▶ **YOUR TASK**:
The reply has to contain each record exactly as written.

▶ **RECORD EXTRACTS**:

▼

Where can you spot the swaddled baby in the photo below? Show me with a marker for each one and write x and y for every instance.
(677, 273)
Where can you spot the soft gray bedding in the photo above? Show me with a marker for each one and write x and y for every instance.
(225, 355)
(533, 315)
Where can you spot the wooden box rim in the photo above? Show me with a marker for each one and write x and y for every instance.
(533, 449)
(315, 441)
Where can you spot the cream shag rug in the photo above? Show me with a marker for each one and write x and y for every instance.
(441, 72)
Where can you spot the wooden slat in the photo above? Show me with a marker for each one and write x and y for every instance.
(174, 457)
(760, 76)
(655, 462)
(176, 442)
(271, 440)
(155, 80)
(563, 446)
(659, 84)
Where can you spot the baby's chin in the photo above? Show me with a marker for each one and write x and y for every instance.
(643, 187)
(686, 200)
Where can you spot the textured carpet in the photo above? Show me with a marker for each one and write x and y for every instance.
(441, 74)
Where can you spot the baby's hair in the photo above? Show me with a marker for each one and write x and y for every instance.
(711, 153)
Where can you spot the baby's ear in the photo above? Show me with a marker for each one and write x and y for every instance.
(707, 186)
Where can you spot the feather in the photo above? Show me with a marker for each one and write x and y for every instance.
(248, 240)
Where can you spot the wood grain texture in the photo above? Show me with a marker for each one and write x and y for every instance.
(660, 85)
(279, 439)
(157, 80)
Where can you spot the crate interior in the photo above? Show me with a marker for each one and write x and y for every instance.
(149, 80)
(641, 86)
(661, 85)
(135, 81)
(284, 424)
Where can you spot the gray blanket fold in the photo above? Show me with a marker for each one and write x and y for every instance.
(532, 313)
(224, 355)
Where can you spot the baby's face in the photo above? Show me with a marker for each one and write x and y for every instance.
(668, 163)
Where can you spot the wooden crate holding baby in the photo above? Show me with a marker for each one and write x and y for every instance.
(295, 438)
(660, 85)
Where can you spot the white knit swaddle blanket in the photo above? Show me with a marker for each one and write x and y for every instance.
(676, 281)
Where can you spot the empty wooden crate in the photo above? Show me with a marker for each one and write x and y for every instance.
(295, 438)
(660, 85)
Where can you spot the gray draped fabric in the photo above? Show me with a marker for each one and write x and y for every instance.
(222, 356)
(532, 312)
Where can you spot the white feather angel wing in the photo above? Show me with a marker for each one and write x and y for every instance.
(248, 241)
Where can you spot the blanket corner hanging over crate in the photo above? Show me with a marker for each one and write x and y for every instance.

▲

▶ **SOLUTION TO THIS EXERCISE**:
Where can you spot the swaddled baby in the photo below? Show me with a marker for each one and write x and y for every instance.
(677, 273)
Where can you spot the soft gray bedding in the photo above? Show me with a marker for each one and write x and y for every instance.
(225, 355)
(533, 315)
Where can you spot the wooden box rim in the photo above? Show me with a marker for each one and write x and y for every instance.
(533, 449)
(315, 441)
Where can you spot the cream shag rug in the photo above? Show me with a marker for each one and write x and y for every instance.
(441, 72)
Where can you spot the wooden slat in the photo above? Show me with a marker for each one and write x and y for every instance.
(174, 457)
(760, 76)
(655, 462)
(176, 442)
(271, 440)
(155, 80)
(563, 446)
(659, 84)
Where can you spot the baby's chin in the photo above? Show me with a marker for each one and write x and y for every instance.
(643, 187)
(686, 200)
Where can you spot the textured carpet in the photo above? Show me with a marker for each one and write x and y for every instance.
(441, 74)
Where can you spot the baby's hair in the photo above? Show me with a marker for each one and write x and y for every instance.
(711, 153)
Where can you spot the baby's ear in the photo above? Show me with a marker for each one and write x and y for every instance.
(707, 186)
Where can you spot the feather in the photo above? Show me with a marker for each one and write x and y for every instance.
(248, 240)
Where can you spot the wood grain texture in the photo above? Show me with a marker for each one and write x and y for every instance.
(660, 85)
(279, 439)
(157, 80)
Where can you spot the crate interior in the photo above? Show me with a marker for each one and write x and y for every instance.
(149, 80)
(641, 86)
(661, 85)
(135, 81)
(284, 424)
Where can you spot the gray blanket fold in the photo above? Show me with a marker for each one and write x and y for every instance.
(532, 313)
(224, 355)
Where can you spot the baby's face in the photo above? Show me with a marker for each one and write x and y for every instance.
(668, 163)
Where can you spot the wooden crate holding baby in the photo above? Show me with a marker for each one and write x and y for every instance.
(295, 438)
(660, 85)
Where can you spot the white knit swaddle blanket in the photo above? Show me with a marker for each one and write x and y for every instance.
(676, 281)
Where can you spot the empty wooden crate in the photo above? Show me with a marker for each one and write x and y for every instance.
(295, 438)
(660, 85)
Where can you spot the gray draped fabric in the photo above? Show me with a marker for each one and write x and y for every instance.
(222, 356)
(532, 312)
Where can you spot the white feather angel wing in the photo above? Show me with a marker for each one and write x and y for every instance.
(248, 241)
Where can you spot the blanket corner hanging over crate in the photo above? Show me with a marker for each one and write x and y for every instance.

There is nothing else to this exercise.